- Activity -
Once the line containing "The pitched roof" is found, retype it and each line after it through the last entry below, word for word, and nothing else.

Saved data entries
--------------------

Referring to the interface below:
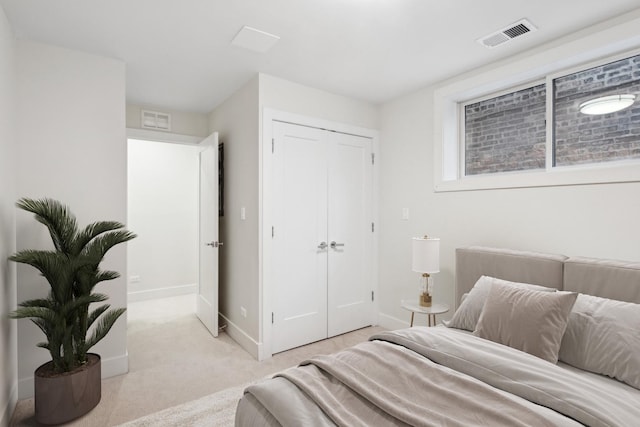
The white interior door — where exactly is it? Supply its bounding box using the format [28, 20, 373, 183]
[327, 132, 373, 336]
[270, 121, 374, 353]
[271, 122, 328, 353]
[196, 132, 219, 337]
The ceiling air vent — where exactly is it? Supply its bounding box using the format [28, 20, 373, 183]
[141, 109, 171, 131]
[477, 19, 537, 49]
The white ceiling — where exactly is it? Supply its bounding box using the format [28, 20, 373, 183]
[2, 0, 640, 113]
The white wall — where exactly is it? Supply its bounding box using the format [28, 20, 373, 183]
[378, 12, 640, 329]
[0, 5, 17, 425]
[208, 76, 260, 345]
[127, 139, 199, 301]
[127, 104, 210, 138]
[258, 74, 378, 130]
[15, 41, 127, 398]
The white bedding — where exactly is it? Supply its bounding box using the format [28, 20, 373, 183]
[238, 327, 640, 426]
[378, 327, 640, 426]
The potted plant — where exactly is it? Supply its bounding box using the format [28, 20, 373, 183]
[9, 198, 135, 424]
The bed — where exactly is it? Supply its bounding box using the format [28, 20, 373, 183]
[236, 247, 640, 426]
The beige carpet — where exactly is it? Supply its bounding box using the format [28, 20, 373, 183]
[117, 380, 255, 427]
[10, 295, 385, 426]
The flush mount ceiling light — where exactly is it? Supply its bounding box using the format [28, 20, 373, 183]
[579, 94, 636, 115]
[230, 26, 280, 54]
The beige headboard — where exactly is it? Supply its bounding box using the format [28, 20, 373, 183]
[455, 247, 566, 308]
[455, 246, 640, 309]
[564, 256, 640, 304]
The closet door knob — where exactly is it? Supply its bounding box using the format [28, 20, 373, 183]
[317, 242, 328, 250]
[330, 241, 345, 249]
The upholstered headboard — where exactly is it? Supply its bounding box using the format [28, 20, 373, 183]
[455, 247, 566, 307]
[564, 256, 640, 303]
[455, 246, 640, 309]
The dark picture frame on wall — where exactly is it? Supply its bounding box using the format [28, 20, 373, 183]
[219, 142, 224, 217]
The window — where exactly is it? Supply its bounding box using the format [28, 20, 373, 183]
[553, 55, 640, 167]
[460, 52, 640, 177]
[434, 18, 640, 192]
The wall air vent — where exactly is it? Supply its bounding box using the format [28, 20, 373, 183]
[141, 109, 171, 131]
[478, 19, 537, 49]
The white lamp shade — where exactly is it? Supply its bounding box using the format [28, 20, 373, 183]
[412, 237, 440, 273]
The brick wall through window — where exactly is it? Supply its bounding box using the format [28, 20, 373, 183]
[464, 84, 546, 176]
[462, 53, 640, 176]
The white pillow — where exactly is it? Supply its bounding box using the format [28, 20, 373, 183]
[443, 276, 557, 332]
[559, 294, 640, 390]
[474, 283, 577, 363]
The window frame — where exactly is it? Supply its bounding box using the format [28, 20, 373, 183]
[434, 24, 640, 193]
[547, 48, 640, 172]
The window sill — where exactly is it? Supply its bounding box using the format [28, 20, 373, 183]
[434, 162, 640, 192]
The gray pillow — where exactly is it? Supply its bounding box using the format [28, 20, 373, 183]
[443, 275, 557, 332]
[474, 283, 577, 363]
[559, 294, 640, 389]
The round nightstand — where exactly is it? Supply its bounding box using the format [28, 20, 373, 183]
[401, 300, 450, 327]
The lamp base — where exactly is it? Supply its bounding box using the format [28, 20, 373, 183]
[419, 292, 432, 307]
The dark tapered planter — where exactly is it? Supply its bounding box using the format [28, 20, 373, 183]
[34, 353, 101, 425]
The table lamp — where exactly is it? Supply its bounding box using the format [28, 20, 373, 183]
[412, 236, 440, 307]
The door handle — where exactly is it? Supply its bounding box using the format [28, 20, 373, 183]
[330, 241, 345, 249]
[317, 242, 328, 250]
[206, 241, 223, 248]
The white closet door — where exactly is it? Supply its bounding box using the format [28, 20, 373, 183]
[271, 121, 328, 354]
[327, 132, 373, 337]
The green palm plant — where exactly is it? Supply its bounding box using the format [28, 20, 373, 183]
[9, 198, 136, 373]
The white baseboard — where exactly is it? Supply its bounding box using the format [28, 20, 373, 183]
[219, 314, 261, 360]
[18, 377, 32, 400]
[377, 312, 410, 330]
[101, 352, 129, 380]
[127, 284, 196, 303]
[1, 382, 17, 427]
[17, 352, 129, 399]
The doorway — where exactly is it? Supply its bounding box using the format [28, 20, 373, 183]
[126, 134, 220, 337]
[127, 138, 200, 310]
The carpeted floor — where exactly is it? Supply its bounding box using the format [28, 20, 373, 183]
[10, 294, 384, 426]
[116, 380, 254, 427]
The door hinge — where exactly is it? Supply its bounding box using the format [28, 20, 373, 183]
[371, 153, 375, 165]
[272, 138, 274, 153]
[272, 226, 274, 238]
[371, 222, 375, 232]
[272, 312, 274, 324]
[371, 291, 374, 302]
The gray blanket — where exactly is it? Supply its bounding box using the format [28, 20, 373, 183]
[241, 327, 640, 426]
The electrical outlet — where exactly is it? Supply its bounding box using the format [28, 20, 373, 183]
[240, 306, 247, 318]
[130, 275, 141, 283]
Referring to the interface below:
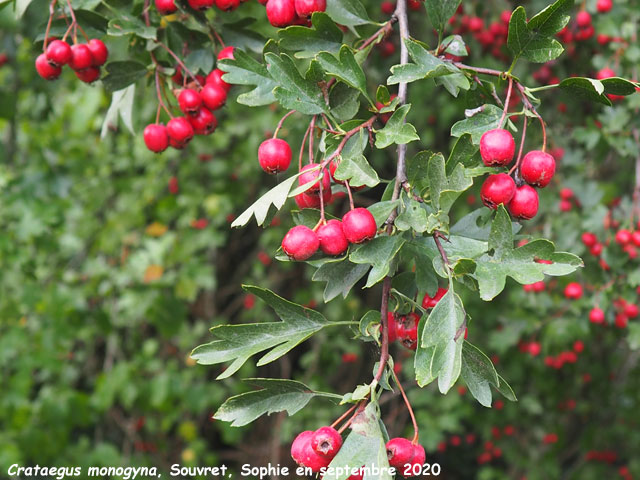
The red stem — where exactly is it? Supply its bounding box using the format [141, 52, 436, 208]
[157, 41, 202, 87]
[308, 116, 316, 164]
[391, 367, 419, 444]
[155, 69, 174, 119]
[509, 116, 528, 175]
[499, 76, 513, 127]
[43, 0, 58, 51]
[273, 110, 296, 138]
[345, 181, 355, 211]
[298, 120, 313, 171]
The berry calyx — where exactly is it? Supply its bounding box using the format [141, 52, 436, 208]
[201, 83, 227, 111]
[589, 307, 605, 324]
[479, 129, 515, 167]
[299, 163, 330, 192]
[386, 438, 415, 469]
[178, 88, 203, 115]
[266, 0, 296, 27]
[69, 44, 94, 71]
[311, 426, 342, 458]
[480, 173, 516, 209]
[45, 40, 72, 66]
[35, 54, 62, 80]
[155, 0, 178, 14]
[520, 150, 556, 188]
[87, 39, 109, 67]
[316, 220, 349, 256]
[144, 124, 169, 153]
[294, 0, 326, 18]
[282, 225, 319, 261]
[564, 282, 583, 300]
[342, 208, 377, 244]
[258, 138, 292, 174]
[167, 117, 195, 149]
[507, 185, 539, 220]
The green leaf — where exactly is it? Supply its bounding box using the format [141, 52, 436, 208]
[329, 83, 361, 122]
[101, 61, 148, 93]
[450, 104, 503, 144]
[323, 403, 392, 480]
[350, 236, 406, 288]
[474, 206, 583, 300]
[558, 77, 611, 106]
[368, 200, 401, 227]
[214, 379, 339, 426]
[395, 198, 429, 233]
[601, 77, 639, 96]
[184, 49, 214, 75]
[428, 153, 473, 213]
[317, 45, 373, 106]
[278, 12, 343, 58]
[219, 50, 277, 106]
[388, 38, 461, 85]
[265, 53, 328, 114]
[231, 173, 301, 228]
[191, 286, 345, 379]
[375, 105, 419, 148]
[334, 155, 380, 188]
[434, 73, 471, 97]
[406, 151, 431, 194]
[325, 0, 372, 28]
[101, 85, 135, 138]
[447, 134, 479, 171]
[496, 374, 517, 401]
[527, 0, 574, 36]
[425, 0, 462, 37]
[107, 15, 156, 40]
[460, 342, 499, 407]
[312, 259, 370, 302]
[441, 34, 468, 56]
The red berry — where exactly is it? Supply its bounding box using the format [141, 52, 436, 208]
[282, 225, 319, 260]
[596, 0, 613, 13]
[596, 67, 616, 80]
[386, 438, 415, 469]
[564, 282, 583, 300]
[69, 44, 94, 71]
[480, 173, 516, 209]
[258, 138, 292, 174]
[576, 10, 592, 28]
[215, 0, 240, 10]
[615, 229, 632, 245]
[87, 39, 108, 67]
[507, 185, 539, 220]
[624, 303, 639, 318]
[479, 129, 516, 167]
[407, 0, 423, 11]
[45, 40, 72, 66]
[342, 208, 377, 244]
[405, 444, 426, 477]
[75, 67, 101, 83]
[206, 68, 232, 91]
[35, 53, 62, 80]
[387, 312, 398, 343]
[294, 189, 332, 209]
[311, 426, 342, 459]
[381, 1, 395, 15]
[291, 431, 330, 471]
[217, 46, 235, 61]
[155, 0, 178, 14]
[581, 232, 598, 247]
[299, 163, 330, 192]
[316, 220, 348, 256]
[144, 124, 169, 153]
[573, 340, 584, 353]
[266, 0, 296, 27]
[291, 431, 314, 465]
[168, 176, 179, 194]
[631, 231, 640, 247]
[422, 287, 447, 309]
[528, 342, 541, 356]
[560, 188, 573, 200]
[166, 117, 194, 149]
[396, 313, 419, 350]
[347, 469, 364, 480]
[500, 10, 511, 23]
[294, 0, 326, 18]
[178, 88, 202, 115]
[615, 314, 628, 328]
[589, 307, 605, 324]
[200, 83, 227, 111]
[188, 107, 217, 135]
[520, 150, 556, 188]
[187, 0, 215, 10]
[469, 16, 484, 32]
[590, 243, 603, 256]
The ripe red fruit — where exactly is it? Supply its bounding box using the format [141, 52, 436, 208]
[528, 342, 541, 356]
[480, 173, 516, 209]
[386, 438, 414, 469]
[342, 208, 377, 244]
[294, 189, 332, 209]
[266, 0, 296, 27]
[405, 444, 426, 477]
[35, 54, 62, 80]
[87, 39, 108, 67]
[479, 129, 516, 166]
[615, 229, 632, 245]
[200, 83, 227, 111]
[573, 340, 584, 353]
[155, 0, 178, 14]
[560, 188, 573, 200]
[590, 243, 603, 256]
[188, 107, 217, 135]
[520, 150, 556, 188]
[143, 124, 169, 153]
[166, 117, 195, 149]
[615, 314, 628, 328]
[316, 220, 348, 256]
[589, 307, 605, 324]
[631, 231, 640, 247]
[187, 0, 215, 10]
[387, 312, 398, 343]
[291, 431, 330, 471]
[381, 1, 395, 14]
[508, 185, 539, 220]
[206, 68, 232, 92]
[624, 303, 639, 318]
[178, 89, 202, 115]
[69, 44, 94, 71]
[407, 0, 423, 11]
[576, 10, 592, 27]
[168, 176, 179, 194]
[596, 0, 613, 13]
[581, 232, 597, 247]
[299, 163, 330, 192]
[422, 287, 447, 309]
[294, 0, 326, 17]
[469, 16, 484, 32]
[596, 67, 616, 80]
[259, 138, 292, 174]
[311, 426, 342, 458]
[396, 313, 419, 350]
[45, 40, 72, 66]
[215, 0, 240, 10]
[282, 225, 319, 261]
[75, 67, 101, 83]
[564, 282, 583, 300]
[217, 46, 235, 61]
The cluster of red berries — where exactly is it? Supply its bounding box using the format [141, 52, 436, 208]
[143, 47, 234, 153]
[447, 6, 511, 61]
[543, 340, 584, 369]
[35, 38, 108, 83]
[155, 0, 242, 14]
[522, 281, 545, 293]
[476, 439, 504, 465]
[479, 128, 556, 220]
[585, 449, 618, 464]
[582, 224, 640, 265]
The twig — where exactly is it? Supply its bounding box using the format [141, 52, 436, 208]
[499, 76, 513, 127]
[43, 0, 58, 51]
[390, 367, 419, 443]
[273, 110, 296, 138]
[509, 116, 528, 175]
[433, 231, 450, 267]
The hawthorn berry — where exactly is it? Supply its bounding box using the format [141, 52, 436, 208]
[168, 176, 179, 194]
[381, 1, 395, 15]
[294, 0, 326, 18]
[560, 188, 573, 200]
[217, 46, 235, 61]
[311, 426, 342, 458]
[520, 150, 556, 188]
[564, 282, 583, 300]
[480, 173, 516, 209]
[45, 40, 72, 66]
[282, 225, 319, 261]
[35, 54, 62, 80]
[596, 0, 613, 13]
[589, 307, 605, 324]
[590, 243, 603, 256]
[387, 312, 398, 343]
[576, 10, 592, 28]
[187, 0, 215, 10]
[508, 185, 539, 220]
[386, 438, 415, 469]
[200, 83, 227, 111]
[143, 124, 169, 153]
[405, 444, 426, 477]
[479, 129, 515, 166]
[188, 107, 217, 135]
[407, 0, 423, 11]
[615, 229, 632, 245]
[316, 220, 349, 256]
[596, 67, 616, 80]
[291, 431, 330, 472]
[74, 67, 101, 83]
[69, 44, 94, 71]
[166, 117, 195, 149]
[258, 138, 292, 174]
[422, 287, 447, 309]
[178, 89, 202, 115]
[624, 303, 639, 319]
[294, 189, 332, 209]
[342, 208, 377, 244]
[87, 39, 109, 67]
[581, 232, 598, 247]
[155, 0, 178, 14]
[614, 314, 628, 329]
[215, 0, 240, 10]
[299, 163, 330, 192]
[206, 69, 232, 91]
[396, 313, 419, 350]
[266, 0, 296, 27]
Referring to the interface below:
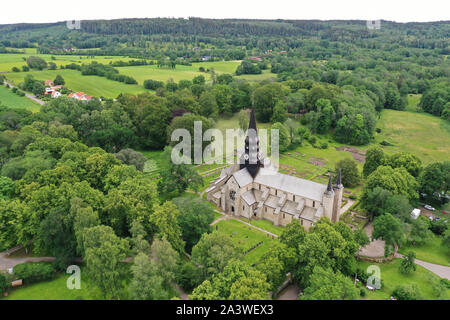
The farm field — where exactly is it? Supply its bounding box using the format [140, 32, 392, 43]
[0, 85, 40, 112]
[4, 69, 146, 98]
[357, 259, 450, 300]
[213, 219, 278, 265]
[398, 235, 450, 267]
[0, 53, 135, 73]
[116, 60, 241, 84]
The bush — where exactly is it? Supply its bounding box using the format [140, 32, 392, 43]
[0, 273, 8, 294]
[392, 284, 423, 300]
[13, 262, 56, 284]
[380, 140, 394, 146]
[144, 79, 164, 90]
[320, 142, 328, 149]
[360, 288, 366, 297]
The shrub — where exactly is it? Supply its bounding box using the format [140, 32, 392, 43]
[13, 262, 56, 284]
[0, 273, 8, 294]
[392, 284, 423, 300]
[321, 142, 328, 149]
[360, 288, 366, 297]
[380, 140, 394, 146]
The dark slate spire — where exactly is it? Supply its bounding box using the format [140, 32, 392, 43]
[248, 104, 257, 133]
[240, 105, 263, 178]
[336, 168, 342, 187]
[327, 174, 333, 193]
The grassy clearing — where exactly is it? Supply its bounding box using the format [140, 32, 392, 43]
[213, 219, 277, 265]
[235, 69, 276, 82]
[4, 69, 146, 98]
[3, 268, 104, 300]
[0, 85, 40, 112]
[357, 259, 450, 300]
[399, 235, 450, 267]
[372, 109, 450, 164]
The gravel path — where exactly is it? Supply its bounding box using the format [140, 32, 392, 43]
[0, 250, 55, 271]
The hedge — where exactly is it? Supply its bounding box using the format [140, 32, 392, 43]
[13, 262, 56, 284]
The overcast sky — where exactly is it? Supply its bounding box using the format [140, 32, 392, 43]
[0, 0, 448, 24]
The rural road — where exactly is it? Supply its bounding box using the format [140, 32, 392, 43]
[3, 81, 45, 106]
[0, 250, 55, 271]
[394, 253, 450, 280]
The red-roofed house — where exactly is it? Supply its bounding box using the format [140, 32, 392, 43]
[248, 56, 262, 62]
[68, 92, 92, 101]
[45, 80, 54, 87]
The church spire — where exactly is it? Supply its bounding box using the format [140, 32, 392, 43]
[248, 104, 257, 133]
[327, 174, 333, 193]
[239, 105, 263, 178]
[336, 168, 342, 187]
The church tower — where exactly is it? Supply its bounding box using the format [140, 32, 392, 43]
[240, 106, 264, 178]
[323, 174, 335, 221]
[332, 168, 344, 222]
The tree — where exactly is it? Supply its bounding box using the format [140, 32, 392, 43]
[0, 273, 8, 295]
[399, 251, 417, 275]
[83, 225, 129, 299]
[72, 198, 100, 256]
[32, 82, 45, 96]
[114, 148, 147, 171]
[237, 109, 249, 132]
[270, 101, 288, 123]
[385, 152, 422, 177]
[27, 56, 47, 70]
[365, 166, 419, 201]
[151, 237, 179, 287]
[409, 216, 432, 245]
[419, 161, 450, 203]
[253, 83, 288, 122]
[129, 252, 168, 300]
[173, 196, 215, 252]
[361, 187, 392, 221]
[198, 90, 218, 119]
[150, 201, 185, 254]
[392, 284, 423, 300]
[53, 75, 65, 85]
[176, 261, 203, 292]
[271, 122, 291, 152]
[0, 176, 14, 199]
[229, 272, 270, 300]
[157, 146, 203, 196]
[363, 146, 385, 177]
[301, 267, 358, 300]
[372, 213, 403, 248]
[335, 158, 361, 187]
[191, 233, 243, 280]
[279, 219, 307, 250]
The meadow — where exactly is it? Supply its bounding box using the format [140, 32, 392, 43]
[4, 69, 146, 98]
[398, 235, 450, 267]
[0, 85, 40, 112]
[0, 53, 135, 73]
[357, 259, 450, 300]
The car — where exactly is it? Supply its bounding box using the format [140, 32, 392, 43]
[424, 205, 435, 211]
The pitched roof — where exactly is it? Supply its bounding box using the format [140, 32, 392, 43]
[241, 190, 256, 205]
[232, 168, 253, 187]
[254, 168, 327, 202]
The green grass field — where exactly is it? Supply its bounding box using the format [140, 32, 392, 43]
[238, 218, 285, 236]
[399, 235, 450, 267]
[213, 219, 278, 265]
[0, 85, 40, 112]
[0, 53, 134, 73]
[373, 109, 450, 164]
[117, 61, 241, 85]
[3, 270, 104, 300]
[357, 259, 450, 300]
[4, 69, 146, 98]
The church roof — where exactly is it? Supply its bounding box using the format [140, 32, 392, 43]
[232, 168, 253, 187]
[241, 190, 256, 205]
[254, 167, 328, 202]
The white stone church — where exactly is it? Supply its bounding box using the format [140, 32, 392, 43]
[206, 108, 344, 231]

--------------------

- Answer section -
The pitched roof — where exactly is it? Supply its bounding box using the format [140, 32, 392, 43]
[241, 190, 256, 205]
[232, 168, 253, 187]
[254, 168, 327, 202]
The green grass field — where exactly is it? Supply its bounding box using the format [140, 32, 392, 43]
[238, 218, 285, 236]
[399, 235, 450, 267]
[213, 219, 278, 265]
[0, 85, 40, 112]
[0, 53, 134, 73]
[373, 109, 450, 164]
[117, 61, 241, 85]
[3, 270, 104, 300]
[357, 259, 450, 300]
[4, 69, 146, 98]
The church roof — where exactly is it? Supply its bounding box using the format [140, 32, 392, 43]
[232, 168, 253, 187]
[241, 190, 256, 205]
[254, 167, 328, 202]
The white stone church — where exactly is it? Supply its bounding box using the format [140, 32, 392, 43]
[206, 108, 344, 231]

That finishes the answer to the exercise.